À faire: Repérez dans les lignes ci-dessous toutes celles qui contiennent le mot « evaluation », puis recopiez-les.

Extrait des données:
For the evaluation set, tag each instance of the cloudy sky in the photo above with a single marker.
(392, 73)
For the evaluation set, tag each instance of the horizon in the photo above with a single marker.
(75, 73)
...
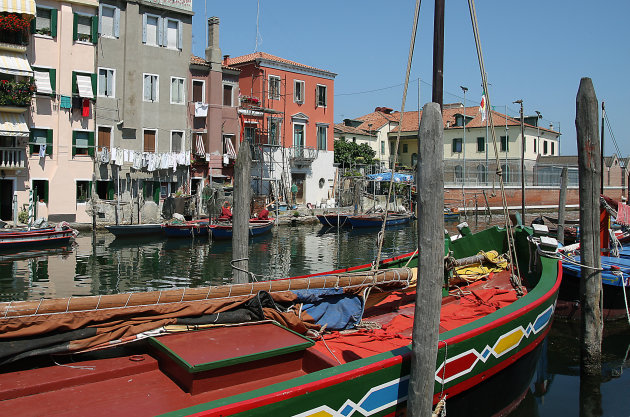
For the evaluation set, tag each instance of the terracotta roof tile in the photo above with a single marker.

Corrigé:
For the evaluation set, tag each instance of the cloudy sky in the photo above with a single marker.
For the evaluation set, tag each instance of the horizon in the photo above with a single marker.
For the evaluation set, tag each instance of the terracotta roof tile in the photo above with a single marker.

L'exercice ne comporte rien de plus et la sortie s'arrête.